WHAT THIS TASK INVOLVES
Pick up the sous vide controller guide after its last sentence and continue it.

ARTICLE
• • • • •

Universal Controller for Sous Vide Cooking




A while ago we built a $50 dollar sous vide machine to start messing around with sous vide cooking.  We loved it, and it has been precise and stable over a long period of time.

However, we thought it'd be awesome to create a brain that could control anything based on the thermocouple output. Something that would work with a rice cooker, bucket heater, or even a smoker. We could've gone out and bought a $160 Sous Vide Magic, but we built our own controller for $70! And now we'll show you how to DIY.

Again we've avoided soldering anything, which simplifies the construction considerably.

You can check out some recipes and more DIY sous vide advice at our blog. The details in this instructible are posted there as well.

Warning: do not embark on this if you are not comfortable with electronics, including high voltages. AC power direct from the wall goes through some connections, which can lead to personal injury or death.

Parts: Hardware supply:
  • 2 foot air conditioner extension cord
  • 2 foot 12 gauge wire
  • 1 foot double stranded 18 gauge wire
  • Scissors
  • Electrical tape
  • Duct tape

Step 1: Power

Like the $50 DIY immersion heater, the most complicated step here will be providing power to the PID controller and output. We will use both ends of the air conditioner extension cord separately: the male end will provide power to the PID and heater, and the female end will be our output socket.

Main power cord and output socket: Use scissors to cut six inches of extension cord from the female end (output socket). You should be left with 18 inches of wire on the male end (the main power cord). For each end, carefully cut along the cord to separate the three wires: the two power lines and the ground. Now, strip the three wires on both ends by carefully squeezing the scissors at different angles on the cord until the insulator is detached, less than ½ inch should be bare.

• • • • •

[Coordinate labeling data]
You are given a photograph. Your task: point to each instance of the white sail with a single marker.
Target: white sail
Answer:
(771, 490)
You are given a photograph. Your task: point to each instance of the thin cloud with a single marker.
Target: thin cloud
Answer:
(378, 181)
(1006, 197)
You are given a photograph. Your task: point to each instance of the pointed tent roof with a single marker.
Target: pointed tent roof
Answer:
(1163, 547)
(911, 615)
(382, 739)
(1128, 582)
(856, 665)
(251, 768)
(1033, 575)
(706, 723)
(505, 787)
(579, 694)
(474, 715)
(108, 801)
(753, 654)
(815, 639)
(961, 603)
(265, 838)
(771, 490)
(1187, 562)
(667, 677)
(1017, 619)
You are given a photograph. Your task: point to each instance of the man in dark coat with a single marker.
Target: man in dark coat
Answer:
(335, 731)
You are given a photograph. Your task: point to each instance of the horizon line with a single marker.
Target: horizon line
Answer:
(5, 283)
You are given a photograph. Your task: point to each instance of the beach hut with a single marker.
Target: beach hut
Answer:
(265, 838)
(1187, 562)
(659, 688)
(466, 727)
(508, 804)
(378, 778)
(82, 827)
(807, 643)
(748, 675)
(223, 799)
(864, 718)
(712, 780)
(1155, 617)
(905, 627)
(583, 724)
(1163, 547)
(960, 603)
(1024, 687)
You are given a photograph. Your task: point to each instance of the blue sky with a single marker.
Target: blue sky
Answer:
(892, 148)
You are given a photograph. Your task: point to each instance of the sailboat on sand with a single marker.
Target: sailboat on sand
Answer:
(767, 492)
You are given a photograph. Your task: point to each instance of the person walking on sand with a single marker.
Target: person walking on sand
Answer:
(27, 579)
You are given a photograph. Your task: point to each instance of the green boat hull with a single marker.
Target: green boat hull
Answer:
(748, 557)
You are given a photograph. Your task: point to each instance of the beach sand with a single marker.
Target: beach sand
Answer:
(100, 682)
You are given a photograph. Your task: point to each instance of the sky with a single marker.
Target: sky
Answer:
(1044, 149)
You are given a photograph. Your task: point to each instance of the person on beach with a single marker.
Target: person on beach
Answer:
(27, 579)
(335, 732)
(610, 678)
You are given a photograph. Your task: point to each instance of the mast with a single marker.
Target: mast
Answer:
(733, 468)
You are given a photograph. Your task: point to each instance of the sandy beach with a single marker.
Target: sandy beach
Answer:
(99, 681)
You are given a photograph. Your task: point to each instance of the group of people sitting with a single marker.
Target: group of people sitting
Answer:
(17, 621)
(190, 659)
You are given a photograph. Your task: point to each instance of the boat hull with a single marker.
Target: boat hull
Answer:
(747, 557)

• • • • •

OUTPUT OF THE TASK
PID power cord: In order to pull out power for the PID controller we will cut our double-stranded wire in half (the other half will be used for the relay control cord). Now split the wire in half by a half inch. Strip the ends to expose the copper wire. Choose ring terminals that will fit on the screws on the back of the PID controller then use the crimper to attach the ring terminals to the ends of the wire. Separate and strip the wires on the other end of the cord just as before--- we later crimp this end and attach it to the main power cord.

Power relay wires: Cut the 12 gauge wire into three wires of equal length. Strip both ends of each wire so ½ inch of copper is exposed.

Step 2: More Power

Splicing PID power cord and relay wires onto main power cord

Now we will attach two power relay wires and the PID power cord to the main power cord (the male end). Using the crimping tool, attach one end of a butt connector to a strand of the main power cord (not the ground). Tug at the connector to make sure it will not come loose. Combine one power relay wire and one strand of the PID power cord by flattening the copper fibers with your fingers and twisting them into each other. Then put the combined bundle in the other end of the butt connector, and crimp tightly.

Again, make sure that the connection will not come loose by tugging on the wires. Then combine the other wire of the main power cord with the other strand of the PID power cord, and another power relay wire through the method used above. If any wire comes loose, you may need to cut off the butt connector from the main power cord, strip the wire again and attach another connector.

Connecting output socket

Now connect the ground from the main power cord to the ground on the output socket using a butt connector. Attach the third power relay wire to one of the two power wires of the output socket using a butt connector. Then connect the remaining power wire of the output socket to the corresponding relay wire spliced off of the main power cord (to determine which is the corresponding wire, you can plug the main power cord into the output socket).

At this point, the only remaining free ends should be the two ring electrodes on the PID power cord and two power relay wires (one on the main power cord and one on the output socket). Choose two ring terminals that will fit on the solid state relay contacts. Then connect those ring terminals to the free ends of the power relay wires.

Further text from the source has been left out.